■ TASK OBJECTIVE: Quote the entries that follow exactly, leaving none out.

■ DATA SUPPLIED:

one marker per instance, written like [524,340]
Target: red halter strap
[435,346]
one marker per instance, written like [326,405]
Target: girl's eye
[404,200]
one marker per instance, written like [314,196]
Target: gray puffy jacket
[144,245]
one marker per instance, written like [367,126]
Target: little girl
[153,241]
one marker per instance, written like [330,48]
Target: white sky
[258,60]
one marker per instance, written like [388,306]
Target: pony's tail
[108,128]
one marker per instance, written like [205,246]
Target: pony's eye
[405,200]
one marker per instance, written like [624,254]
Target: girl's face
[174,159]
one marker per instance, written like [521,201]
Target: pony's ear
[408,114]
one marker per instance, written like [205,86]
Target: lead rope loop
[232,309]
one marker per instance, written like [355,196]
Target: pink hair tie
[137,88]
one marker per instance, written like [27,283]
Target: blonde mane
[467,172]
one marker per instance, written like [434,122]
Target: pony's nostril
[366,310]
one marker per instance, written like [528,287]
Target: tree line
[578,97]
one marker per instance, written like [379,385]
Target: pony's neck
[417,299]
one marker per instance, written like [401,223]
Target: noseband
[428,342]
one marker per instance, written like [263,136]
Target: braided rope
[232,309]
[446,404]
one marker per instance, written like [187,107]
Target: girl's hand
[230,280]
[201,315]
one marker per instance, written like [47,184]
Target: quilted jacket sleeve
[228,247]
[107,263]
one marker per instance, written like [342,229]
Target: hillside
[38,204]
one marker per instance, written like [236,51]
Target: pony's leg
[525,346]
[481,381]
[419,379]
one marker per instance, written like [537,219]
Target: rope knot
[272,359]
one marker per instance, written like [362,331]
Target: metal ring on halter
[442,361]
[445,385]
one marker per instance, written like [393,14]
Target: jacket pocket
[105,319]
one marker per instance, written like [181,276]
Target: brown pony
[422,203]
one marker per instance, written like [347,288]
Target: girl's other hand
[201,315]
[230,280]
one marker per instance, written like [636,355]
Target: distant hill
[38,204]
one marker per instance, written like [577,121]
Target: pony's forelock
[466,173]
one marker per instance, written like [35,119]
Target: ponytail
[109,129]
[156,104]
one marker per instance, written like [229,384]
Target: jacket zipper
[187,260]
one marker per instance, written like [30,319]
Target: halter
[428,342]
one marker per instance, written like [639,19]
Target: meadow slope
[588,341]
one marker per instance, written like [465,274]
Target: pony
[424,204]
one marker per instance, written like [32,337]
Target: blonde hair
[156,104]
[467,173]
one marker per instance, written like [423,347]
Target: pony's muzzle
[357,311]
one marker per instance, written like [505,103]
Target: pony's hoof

■ THE REPLY:
one marker per instance, written like [524,340]
Target: red halter strap
[435,346]
one marker per instance, written like [326,405]
Target: girl's eye
[404,200]
one marker per instance, written like [314,196]
Target: gray puffy jacket
[144,245]
one marker per instance, written like [367,126]
Target: little girl
[153,241]
one marker per instance, written like [330,48]
Target: white sky
[258,60]
one marker per instance, written like [388,306]
Target: pony's tail
[108,128]
one marker per instance, written like [205,246]
Target: pony's eye
[405,200]
one marker per instance, written like [624,254]
Target: girl's face
[174,159]
one marker per instance, written like [521,201]
Target: pony's ear
[408,114]
one marker per instance, written like [205,86]
Target: lead rope loop
[232,309]
one marker per instance, written like [355,196]
Target: pink hair tie
[137,88]
one marker per instance, written like [27,283]
Target: blonde mane
[467,172]
one marker per instance, written like [434,122]
Target: pony's nostril
[366,310]
one marker per instance, written like [528,287]
Target: tree line
[578,97]
one marker per instance, written like [379,385]
Target: pony's neck
[417,299]
one marker per instance, written like [401,223]
Target: noseband
[428,342]
one marker per instance, written like [263,136]
Target: braided rope
[232,309]
[446,404]
one marker per instance, written like [187,107]
Target: girl's hand
[230,280]
[201,315]
one marker per instance, written like [47,184]
Target: quilted jacket sleeve
[228,247]
[107,263]
one marker per instance, written like [342,229]
Target: hillside
[38,204]
one marker per instance, written like [236,51]
Target: pony's leg
[525,346]
[481,381]
[419,379]
one marker per instance, written like [537,219]
Target: rope knot
[272,359]
one marker per instance, written like [362,331]
Target: metal ring on halter
[442,361]
[445,385]
one marker per instance, written like [393,14]
Target: jacket pocket
[105,319]
one marker per instance, written like [181,276]
Target: brown pony
[422,203]
one marker per instance, written like [347,288]
Target: girl's other hand
[201,315]
[230,280]
one marker per instance, written like [636,355]
Target: distant hill
[38,204]
one marker per instance, written like [577,121]
Target: pony's forelock
[466,173]
one marker per instance, written like [35,119]
Target: ponytail
[109,129]
[156,104]
one marker per instance, written like [229,384]
Target: jacket zipper
[187,260]
one marker per instance, written like [30,319]
Target: halter
[428,342]
one marker per instance, written like [639,19]
Target: meadow slope
[588,341]
one marker per instance, written like [465,274]
Target: pony
[424,204]
one marker per instance, written like [32,337]
Target: blonde hair
[156,104]
[467,173]
one marker per instance, written like [423,347]
Target: pony's muzzle
[357,311]
one marker per instance, written like [505,103]
Target: pony's hoof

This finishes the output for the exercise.